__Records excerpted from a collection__
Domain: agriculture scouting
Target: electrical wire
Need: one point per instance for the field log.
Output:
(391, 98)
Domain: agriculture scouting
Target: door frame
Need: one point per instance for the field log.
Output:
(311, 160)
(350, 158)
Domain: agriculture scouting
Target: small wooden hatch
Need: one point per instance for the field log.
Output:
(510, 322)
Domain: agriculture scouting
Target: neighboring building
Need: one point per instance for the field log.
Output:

__Work to be completed__
Word for word, copy out all the data given above.

__Result for this task__
Domain: agriculture scouting
Target: electrical wire
Need: one point per instance for the field log.
Output:
(391, 98)
Domain: agriculture scouting
Target: door frame
Need: one point per instance for the field log.
Output:
(311, 160)
(350, 158)
Domain: agriculture scouting
Target: small wooden hatch
Need: one point per instance for the field log.
Output:
(510, 322)
Domain: agriculture scouting
Target: neighboring building
Need: one point per instance for the field log.
Output:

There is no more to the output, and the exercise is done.